*EXERCISE TEXT*.

►

Specifically, payback amounts are capped at $1 million per quarter in 2013, $2 million per quarter in 2014, and $3 million per quarter in 2015. Curis, which ended the third quarter of this year with $41.9 million in cash, figures the debt will be satisfied in four years.

Erivedge sales show "a positive trend but [are] definitely taking time," with Genentech reporting $19 million in sales so far this year, Gray said. "If you look at year one, we have $4 million in royalties to hit the [payback] cap, that translates to about $80 million in Erivedge sales," which should be achievable, he said.

"The debt is actually held by a wholly owned subsidiary," Gray noted. "If Erivedge sales are less than whatever the caps are, Pharmakon has no ability to come to Curis for [payment]."

About 28,000 BCC patients exist in the U.S., and Curis gets a mid- to upper-single-digit royalty that is tiered, based on global sales. It starts at 5 percent. Gray said only "a handful of hundreds of patients have been treated so far. Even getting a reasonably small penetration [into the remaining market] can make this a very commercially viable product."

◄

*RECORDED DATA*.

►

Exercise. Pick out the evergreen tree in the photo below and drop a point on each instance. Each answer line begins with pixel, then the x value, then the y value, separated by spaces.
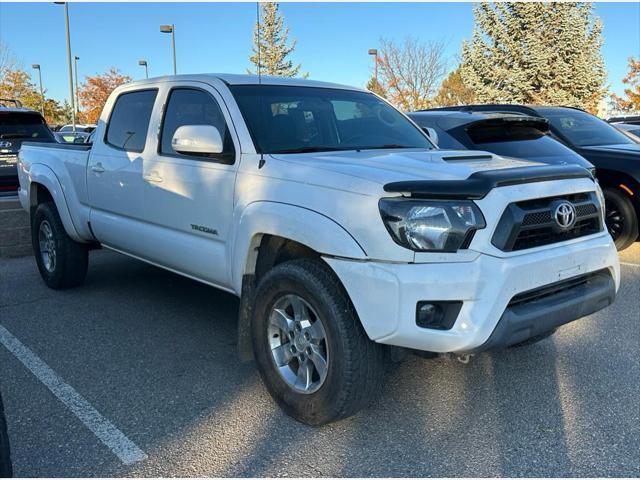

◄

*WORK REQUEST A*.
In the text on Curis and Erivedge, what is the quarterly cap on payback amounts in 2014?
*WORK REQUEST B*.
Go on with the text on Curis and Erivedge from the point where it stops.

*FINAL ANSWER A*.
$2 million per quarter.

*FINAL ANSWER B*.
'Busy Morning, Milestone Year'

Separately, Curis is paying Genentech, a unit of Roche AG, $9.5 million up front for worldwide rights to small molecule GDC-0917, designed to promote cancer cell death by antagonizing inhibitors of apoptosis proteins.

The compound, which Lexington, Mass.-based Curis has renamed CUDC-427, already has been tested in a 47-patient Phase I study to determine the maximum tolerated dose, how much to give in Phase II trials, pharmacokinetics, safety and tolerability. Secondary endpoints included a look at antitumor activity and potentially useful biomarkers.

Results of that study will not be unveiled until a scientific meeting that takes place in mid-2013, Curis said. The American Society of Clinical Oncology meeting is slated for May 31 to June 4 next year in Chicago.

Under the terms, Genentech could get an undisclosed milestone payment upon the first commercial sale of CUDC-427 in specified territories, and stands to collect royalties. Curis plans to continue the development of the compound as a single agent and as a potential combination therapy.

While CUDC-427 moves ahead thanks to new Pharmakon money, Genentech is testing Erivedge in a Phase II experiment with patients who have operable forms of BCC. That study opened for enrollment in October 2010. Genentech and Curis began their Hedgehog deal in the summer of 2003. (See BioWorld Today, June 12, 2003.)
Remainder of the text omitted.